### Action item A
In the abstract on intracranial pressure, how was sympathetic nervous system activity measured during the ICP changes?
### Action item B
Write the next part of the abstract on intracranial pressure and sympathetic activity, picking up after its last sentence.

### Supplied text
---

- Oral presentation
- Open Access
Intracranial pressure is a physiological stress that determines sympathetic nervous system activity
Fluids and Barriers of the CNSvolume 12, Article number: O56 (2015)
The interplay between CSF dynamics, intracranial pressure (ICP), arterial blood pressure (ABP) and sympathetic nervous system (SNS) remains poorly understood. We know that raised ICP reduces CPP (i.e. ABP-ICP) and blood delivery to the brain. Massive ICP rise is also known to produce an increase in ABP termed the Cushing response, a terminal event occurring in extreme pathological conditions of brainstem ischaemia leading to a sympatho-adrenal response. Hence the Cushing response is not activated in a normal patient and is not involved in the pathophysiology of NPH. However, it is still debated whether the Cushing response is an acute pathological response to brain ischemia or part of an important physiological reflex mechanism. Indeed clinical and experimental studies suggest that modest ICP increase modulates systemic hemodynamics probably via the SNS. We hypothesize that modest ICP changes drive sympathetic activity. Using state-of-the-art technique to measure SNS, we performed two different sets of experiments in humans and mice. In both species during controlled hydrostatic modest ICP increase and decrease, SNS was measured directly by microneurography and indirectly by heart rate variability analysis (HRVA).

---

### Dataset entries
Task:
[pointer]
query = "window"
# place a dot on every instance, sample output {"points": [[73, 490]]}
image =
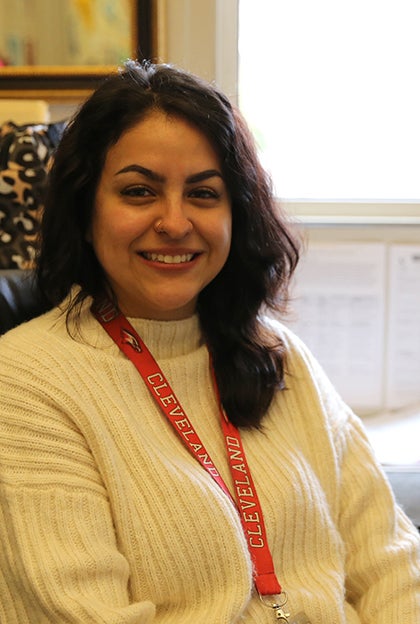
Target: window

---

### Response A
Directly by microneurography and indirectly by heart rate variability analysis (HRVA).

### Response B
In 10 patients suspected of NPH, ICP was measured and increased during lumbar infusion study. HR and ABP were non-invasively monitored. Muscle sympathetic nerve activity (MSNA) was recorded. In 15 anesthetized mice, ICP was measured and intraventricular infusion was performed. HR and ABP were invasively monitored. Renal sympathetic nerve activity (RSNA) was recorded. In human and mice, HRVA allows calculation of indices gauging sympathetic and parasympathetic indices.
In humans, modest increase in ICP was associated with a parallel increase in MSNA (e.g. 7 mmHg ICP rise increases SNS-activity by 17%). ABP was stable. Similarly in mice, modest rise in ICP increased RSNA. In both species ICP drop significantly reduced MSNA and RSNA. HRVA confirmed that modest rise in ICP augments sympathetic indices in humans and mice.
Using gold-standard measurement of SNS, we demonstrate in both species that ICP drives efferent SNS outflow. ICP is not only a determinant of CPP but also a physiological stressor that influences and reversibly modulates SNS activity, even at relatively low values. We demonstrate a new physiological link between ICP and SNS activity which may represent an important highly regulated circuit. Our findings strongly suggest the presence of a novel intracranial baroreflex. It represents a paradigm shift in physiology of the heart-brain cross-talk and in the pathophysiology of hydrocephalus. CSF related diseases might participate to sympathetically-driven medical disorders.